--- INPUT MATERIAL ---
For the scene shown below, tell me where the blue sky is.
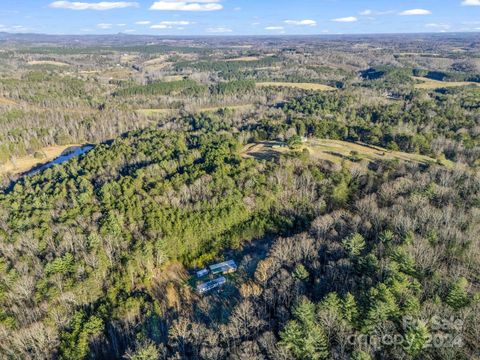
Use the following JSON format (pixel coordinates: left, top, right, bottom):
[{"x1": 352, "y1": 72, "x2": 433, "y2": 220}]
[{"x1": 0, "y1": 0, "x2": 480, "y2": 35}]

...

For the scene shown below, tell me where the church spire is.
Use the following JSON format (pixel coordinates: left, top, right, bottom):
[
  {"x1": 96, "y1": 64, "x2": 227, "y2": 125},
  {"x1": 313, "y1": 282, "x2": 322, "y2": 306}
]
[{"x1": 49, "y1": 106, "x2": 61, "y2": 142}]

--- WHAT TO WORK ON ---
Pick out every line of the records that contains the string "where", and copy each one in full. Treat uppercase and lowercase as different.

--- ANSWER TO THIS EXERCISE ---
For the scene shown below, tell me where the blue sky is.
For the scene shown below, tell me where the church spire is.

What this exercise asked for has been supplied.